▶ TASK PROMPT: Print the data below verbatim, line for line, and omit the pictures.

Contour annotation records
-- -- --

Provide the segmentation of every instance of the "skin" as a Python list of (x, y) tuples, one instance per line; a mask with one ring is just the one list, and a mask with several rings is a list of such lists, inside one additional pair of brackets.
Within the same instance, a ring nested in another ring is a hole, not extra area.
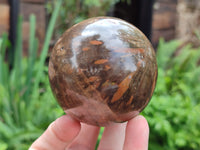
[[(52, 122), (29, 150), (94, 150), (99, 130), (64, 115)], [(98, 150), (147, 150), (148, 139), (147, 120), (138, 115), (106, 127)]]

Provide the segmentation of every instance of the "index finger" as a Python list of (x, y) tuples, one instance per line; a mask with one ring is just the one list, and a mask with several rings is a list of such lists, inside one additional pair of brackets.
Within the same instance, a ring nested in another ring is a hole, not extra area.
[(148, 140), (149, 125), (143, 116), (128, 121), (123, 150), (148, 150)]
[(68, 115), (56, 119), (29, 150), (62, 150), (78, 135), (80, 123)]

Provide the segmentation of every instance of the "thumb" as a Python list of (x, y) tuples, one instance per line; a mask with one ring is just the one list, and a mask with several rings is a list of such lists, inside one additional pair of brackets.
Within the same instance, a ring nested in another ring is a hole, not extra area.
[(29, 150), (64, 149), (78, 135), (80, 127), (78, 121), (64, 115), (52, 122)]

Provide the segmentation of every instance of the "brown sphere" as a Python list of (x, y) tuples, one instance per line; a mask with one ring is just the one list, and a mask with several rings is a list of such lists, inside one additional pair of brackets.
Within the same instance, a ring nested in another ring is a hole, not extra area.
[(96, 17), (68, 29), (49, 62), (52, 91), (64, 111), (92, 125), (127, 121), (141, 112), (157, 79), (145, 35), (117, 18)]

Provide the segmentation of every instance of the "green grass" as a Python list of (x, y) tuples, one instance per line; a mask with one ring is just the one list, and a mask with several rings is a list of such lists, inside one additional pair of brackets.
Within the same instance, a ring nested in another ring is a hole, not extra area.
[[(63, 114), (52, 95), (45, 64), (61, 1), (56, 4), (39, 57), (34, 15), (30, 16), (28, 57), (22, 57), (23, 18), (18, 20), (13, 68), (6, 61), (6, 50), (11, 47), (8, 36), (0, 38), (0, 150), (28, 149)], [(150, 150), (200, 148), (200, 48), (186, 45), (180, 49), (181, 44), (161, 39), (157, 49), (156, 90), (142, 112), (150, 126)], [(102, 132), (103, 128), (97, 144)]]
[[(62, 1), (52, 14), (40, 57), (36, 58), (38, 40), (35, 37), (36, 18), (30, 16), (29, 57), (22, 57), (22, 21), (17, 24), (14, 64), (5, 60), (8, 36), (0, 40), (0, 150), (28, 149), (49, 123), (62, 111), (51, 94), (45, 60), (53, 28)], [(9, 52), (8, 52), (9, 53)], [(48, 105), (48, 107), (46, 107)]]

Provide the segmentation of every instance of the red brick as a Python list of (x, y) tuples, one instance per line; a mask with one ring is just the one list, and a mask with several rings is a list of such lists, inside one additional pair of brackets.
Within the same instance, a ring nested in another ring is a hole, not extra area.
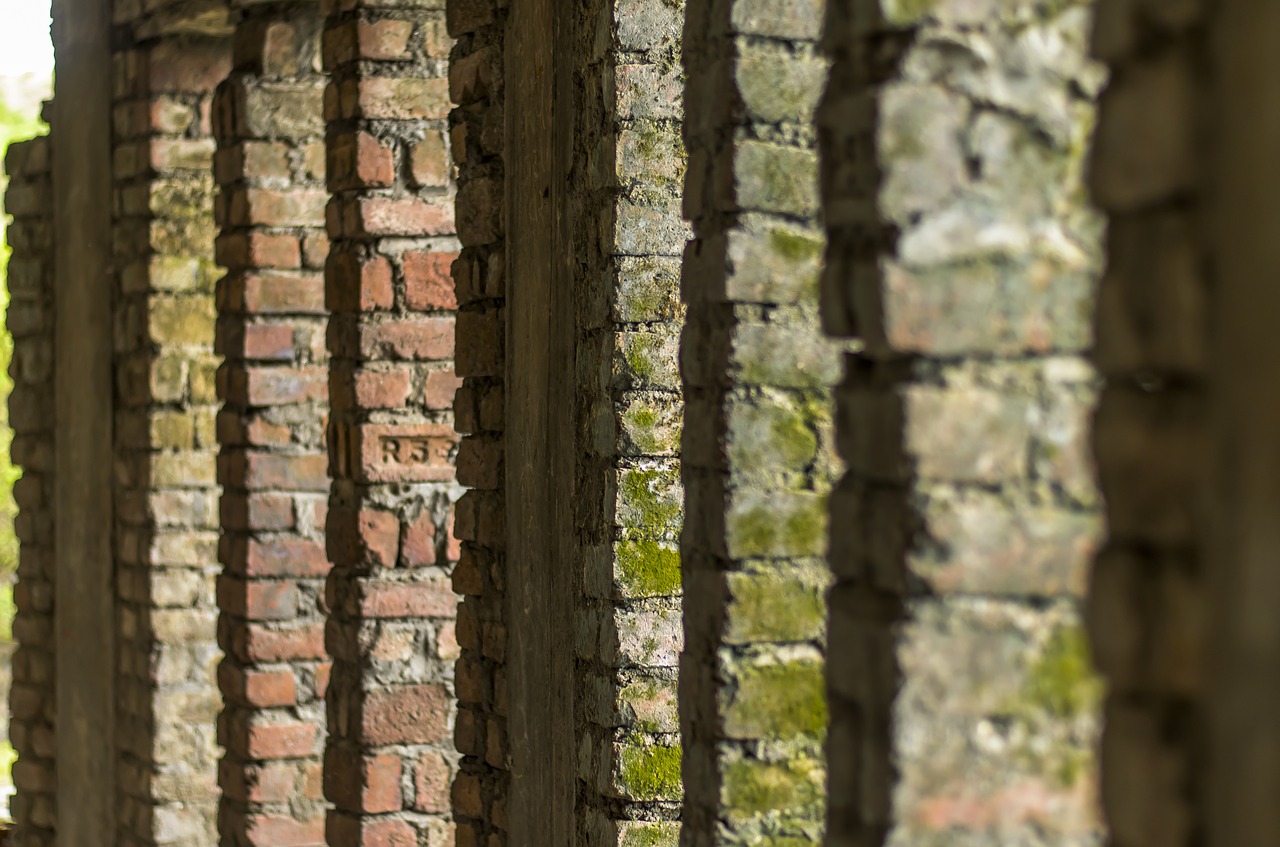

-- -- --

▶ WRITTEN SOLUTION:
Provide the segmentation of every instance of the "skin" as a Python list of (x, y) tuples, one instance per line; a mask with one ring is just the one list, and a mask with several rings is a list of such lists, inside one additional pair of brackets.
Within the same instance, a ring nested in another ring is a hole, not extra area.
[[(52, 122), (29, 150), (94, 150), (99, 130), (64, 115)], [(98, 150), (147, 150), (148, 139), (147, 120), (138, 115), (106, 127)]]

Provide the segmentation of every instance of the "index finger" as a Python list of (x, y) tuples, one instance per line; a mask with one ring is just the one list, and a mask with several rings is a list of such lists, inside one additional pair of brackets.
Within the same instance, a ring nested in another ring is a hole, not extra area.
[(148, 140), (149, 125), (143, 116), (128, 121), (123, 150), (148, 150)]
[(68, 115), (56, 119), (29, 150), (62, 150), (78, 135), (80, 123)]

Provide the segmentation of every instance of the "thumb" as a Python list of (x, y) tuples, one instance per line; a mask with one ring is just the one list, and a mask with several rings is a list of such lists, inside one additional pair of brackets.
Within the same instance, a ring nested in another ring is a hole, not extra area.
[(29, 150), (64, 149), (78, 135), (80, 127), (78, 121), (64, 115), (52, 122)]

Provide the segmentation of every instance of the "brown sphere" as a Python list of (x, y) tuples, one instance per line; a mask with one ring is just the one list, and a mask with several rings is a list of such lists, inside one additional pair of brackets.
Within the same instance, a ring nested in another ring is a hole, not extra area.
[(96, 17), (68, 29), (49, 62), (52, 91), (64, 111), (92, 125), (127, 121), (141, 112), (157, 79), (145, 35), (117, 18)]

Provide the segmentation of every instance of the "green grass" as a Python list of (x, y) tuples, one instance per line; a mask with one ring is just the one list, and a mask with several rings is a list of such lists, inside one additional pair of brackets.
Within the same instance, a ring nested in another ring is a hole, not extra area.
[[(63, 114), (52, 95), (45, 64), (61, 1), (56, 4), (39, 57), (34, 15), (30, 16), (28, 57), (22, 57), (23, 18), (18, 20), (13, 68), (6, 61), (6, 50), (11, 47), (8, 36), (0, 38), (0, 150), (28, 149)], [(150, 150), (200, 148), (200, 48), (186, 45), (180, 49), (181, 44), (161, 39), (157, 49), (156, 90), (142, 112), (150, 126)], [(102, 132), (103, 128), (97, 144)]]
[[(62, 1), (52, 14), (40, 57), (36, 58), (38, 40), (35, 37), (36, 18), (30, 16), (29, 57), (22, 57), (22, 21), (17, 24), (14, 64), (5, 60), (8, 36), (0, 40), (0, 150), (28, 149), (49, 123), (62, 111), (51, 94), (45, 60), (53, 28)], [(9, 52), (8, 52), (9, 53)], [(48, 105), (48, 107), (46, 107)]]

Provide the segmentation of every instance of the red brick as a Python list of (x, y) tuples, one instance per line; a mask with one ring is just the one list, and a mask with several rings is a list of such lists, inside one additional pair of brackets.
Within the same instance, a ring nested in another ring is a hole, not extra area.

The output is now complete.